[Pointing records]
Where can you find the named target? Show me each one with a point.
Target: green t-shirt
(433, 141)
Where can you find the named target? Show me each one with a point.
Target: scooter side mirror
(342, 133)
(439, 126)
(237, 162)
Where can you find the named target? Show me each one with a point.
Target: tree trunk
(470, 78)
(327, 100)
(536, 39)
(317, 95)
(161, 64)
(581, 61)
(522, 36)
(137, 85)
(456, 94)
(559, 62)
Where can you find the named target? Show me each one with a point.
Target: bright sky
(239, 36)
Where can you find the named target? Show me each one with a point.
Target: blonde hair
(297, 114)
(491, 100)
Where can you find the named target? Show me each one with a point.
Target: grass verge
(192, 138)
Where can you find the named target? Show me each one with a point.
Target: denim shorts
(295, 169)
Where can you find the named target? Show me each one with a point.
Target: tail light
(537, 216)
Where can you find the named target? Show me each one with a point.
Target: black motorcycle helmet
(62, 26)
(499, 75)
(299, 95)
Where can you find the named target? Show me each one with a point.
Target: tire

▶ WORK INSTRUCTIONS
Edit the data so that every "Show me each one" becomes "Mark each one", and keep everything else the same.

▶ RESPONSE TO THE EXERCISE
Where can you find the named target? Mark each one with a point.
Target: green t-shirt
(433, 141)
Where can you find the named target? Mark each one with a point.
Target: scooter side mirror
(342, 133)
(439, 126)
(237, 162)
Where can you find the named target? Mark each one with a point.
Target: tree trunk
(470, 78)
(327, 100)
(536, 39)
(317, 95)
(161, 64)
(581, 61)
(522, 36)
(137, 85)
(456, 94)
(559, 62)
Where can you find the named target? Mark each one with a point.
Target: bright sky
(239, 36)
Where can you find the named target? Mark each one with a point.
Target: blonde hair
(297, 114)
(491, 100)
Where can you find the named target? Mark each one with a point.
Target: grass verge
(192, 138)
Where can you find the named target? Mark each one with a point.
Target: denim shorts
(295, 169)
Where can you find the named target? Mark each one with a point.
Target: tail light
(537, 216)
Where can you find the named target? Mark each one with a point.
Target: black motorcycle helmet
(62, 26)
(499, 75)
(299, 95)
Where can you find the named target? Mark each one with a point.
Target: tire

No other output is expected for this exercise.